→ ПОКАЗАННЫЙ ТЕКСТ
------

Какие выводы из этого следуют и где заявленный автором пусть смутный, но позитив?
Во-первых, поставлена под сомнение вся пост-Бреттон-Вудская валютная система глобальных экономических связей. В ее рамках бывшие метрополии, по сути, эмитировали инфляцию, выпуская ничем не обеспеченные суверенные долговые обязательства, которые обменивались на товары и сырье из развивающихся стран. Экономическая наука и консультанты из тех же метрополий убеждали в незыблемости и абсолютной надежности такого обмена. Более того, развивающимся экономикам всячески рекомендовалось наращивание чужих долговых обязательств в национальных резервных фондах.
При этом умалчивался тот факт, что если ты наращиваешь чужие суверенные долги, то теряешь часть своего суверенитета. Иран, Венесуэла и теперь Россия стали наглядной иллюстрацией того, что финансовая надежность зависит от политической целесообразности. В ближайшие годы мы будем наблюдать серию тектонических сдвигов в глобальной финансовой системе. Первый из них произошел еще в 2008 году, вне всякой связи с текущими политическими реалиями. Понятно, что развивающимся экономикам с мультимиллиардными валютными накоплениями понадобятся десятилетия для изменения парадигмы экономического развития. Но процесс уже запущен. И было бы странно, если бы наша страна его активно не возглавила.

------

→ ЗАДАНИЯ
- 1) Запишите без изменений фрагмент текста о мировой валютной системе, который открывается словами "Во-первых, поставлена под" и завершается словами "национальных резервных фондах.".
- 2) Перечислите все страны, которые названы в тексте о мировой валютной системе.
- 3) Пожалуйста, продолжите текст о мировой валютной системе, начиная сразу после его последнего предложения.

→ ПРЕДОСТАВЛЕННЫЕ ДАННЫЕ
------

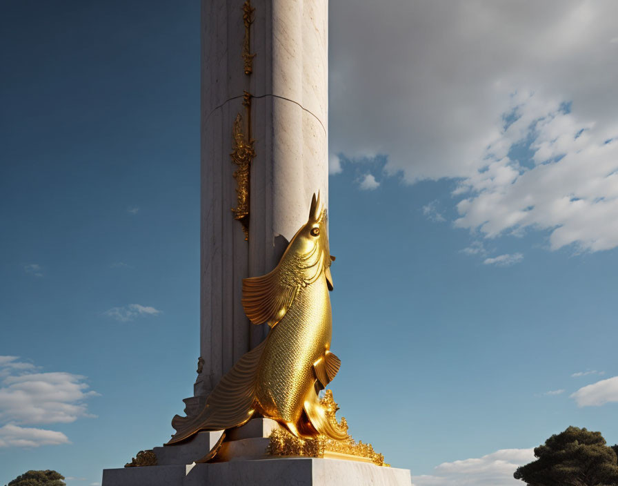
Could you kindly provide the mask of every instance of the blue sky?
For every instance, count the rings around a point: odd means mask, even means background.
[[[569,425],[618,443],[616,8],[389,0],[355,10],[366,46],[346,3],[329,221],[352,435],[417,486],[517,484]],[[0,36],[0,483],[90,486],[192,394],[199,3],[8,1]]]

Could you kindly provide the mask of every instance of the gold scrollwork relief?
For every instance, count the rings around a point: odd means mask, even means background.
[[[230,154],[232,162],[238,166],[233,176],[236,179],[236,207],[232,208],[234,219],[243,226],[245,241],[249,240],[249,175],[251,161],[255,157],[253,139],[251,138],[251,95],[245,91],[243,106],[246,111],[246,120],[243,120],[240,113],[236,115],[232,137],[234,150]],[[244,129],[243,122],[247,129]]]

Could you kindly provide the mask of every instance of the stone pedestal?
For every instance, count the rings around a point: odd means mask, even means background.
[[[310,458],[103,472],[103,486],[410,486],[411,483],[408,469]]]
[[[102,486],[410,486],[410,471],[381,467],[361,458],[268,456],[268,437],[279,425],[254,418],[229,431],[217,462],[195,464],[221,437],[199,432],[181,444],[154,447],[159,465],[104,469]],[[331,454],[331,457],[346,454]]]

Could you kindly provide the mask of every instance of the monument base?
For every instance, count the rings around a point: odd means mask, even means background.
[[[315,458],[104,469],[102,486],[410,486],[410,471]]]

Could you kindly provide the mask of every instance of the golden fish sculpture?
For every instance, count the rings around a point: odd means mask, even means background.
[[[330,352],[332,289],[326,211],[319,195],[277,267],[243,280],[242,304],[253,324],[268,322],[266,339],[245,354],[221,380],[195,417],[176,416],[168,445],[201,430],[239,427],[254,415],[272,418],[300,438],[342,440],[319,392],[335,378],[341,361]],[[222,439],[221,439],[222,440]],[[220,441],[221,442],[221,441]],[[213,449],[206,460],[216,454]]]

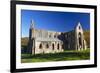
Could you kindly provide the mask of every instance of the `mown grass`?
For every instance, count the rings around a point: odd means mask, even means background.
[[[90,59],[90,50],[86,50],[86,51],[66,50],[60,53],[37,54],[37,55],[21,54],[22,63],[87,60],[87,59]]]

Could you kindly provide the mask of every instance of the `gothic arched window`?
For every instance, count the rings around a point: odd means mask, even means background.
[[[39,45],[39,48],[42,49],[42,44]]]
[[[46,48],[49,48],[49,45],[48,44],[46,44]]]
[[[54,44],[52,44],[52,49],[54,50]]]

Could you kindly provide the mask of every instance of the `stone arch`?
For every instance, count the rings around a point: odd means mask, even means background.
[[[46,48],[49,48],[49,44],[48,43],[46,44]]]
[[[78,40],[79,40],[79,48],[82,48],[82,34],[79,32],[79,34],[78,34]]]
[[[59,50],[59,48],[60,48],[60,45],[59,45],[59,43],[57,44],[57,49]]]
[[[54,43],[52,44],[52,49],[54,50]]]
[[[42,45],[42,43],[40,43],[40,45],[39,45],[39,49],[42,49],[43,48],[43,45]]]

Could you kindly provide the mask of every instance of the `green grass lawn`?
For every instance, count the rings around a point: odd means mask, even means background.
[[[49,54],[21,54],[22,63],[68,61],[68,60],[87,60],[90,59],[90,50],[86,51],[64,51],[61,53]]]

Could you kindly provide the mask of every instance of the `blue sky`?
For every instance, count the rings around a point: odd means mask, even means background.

------

→ ОТВЕТЫ
- 1)
Во-первых, поставлена под сомнение вся пост-Бреттон-Вудская валютная система глобальных экономических связей. В ее рамках бывшие метрополии, по сути, эмитировали инфляцию, выпуская ничем не обеспеченные суверенные долговые обязательства, которые обменивались на товары и сырье из развивающихся стран. Экономическая наука и консультанты из тех же метрополий убеждали в незыблемости и абсолютной надежности такого обмена. Более того, развивающимся экономикам всячески рекомендовалось наращивание чужих долговых обязательств в национальных резервных фондах.

- 2) Иран, Венесуэла, Россия

- 3)
Во-вторых, давайте зададимся вопросом: зачем производить и экспортировать товаров больше, чем это необходимо для динамичного экономического роста и повышения текущего благосостояния? Для обеспечения будущего? Но, по мне, более рационально сохранить для будущего потребления неизвлеченные запасы сырья и создать инфраструктурные заделы, чем накапливать сомнительные долговые обязательства, которые к тому же ежегодно обесцениваются в силу не контролируемой тобой девальвации. Сразу отмечу, что с высокой долей вероятности потребность в сырьевых ресурсах будет увеличиваться в ближайшие десятилетия и их стоимость будет коррелировать с реальной инфляцией. (Кстати, очень забавно наблюдать, как те политики, которые говорили об углеводородах как о товаре с «сомнительной» стоимостью и наступлении «безуглеводородной» эры, сегодня активно убеждают нефтяные компании увеличивать инвестиции в разведку и разработку… Политическая конъюнктура поменялась.)
Поэтому зачем России обеспечивать добычу 10 млн барр. нефти в день, если мы сможем эффективно потреблять и экспортировать 7–8 млн без потерь для бюджета государства, внутреннего потребления и обеспечения импорта. Давайте вернемся и к той дискуссии, которая была накануне соглашения ОПЕК+. Что лучше — продавать 10 барр. сырца по $50 или семь, но по $80? Так и теперь. Нужно ли стараться сохранить объемы докризисного экспорта, соглашаясь на 30-процентные, а порой и на 40-процентные дисконты?
При этом покупатели под разговоры о нефтяном эмбарго будут стараться институционализировать эти скидки с помощью инструментов тарифного регулирования.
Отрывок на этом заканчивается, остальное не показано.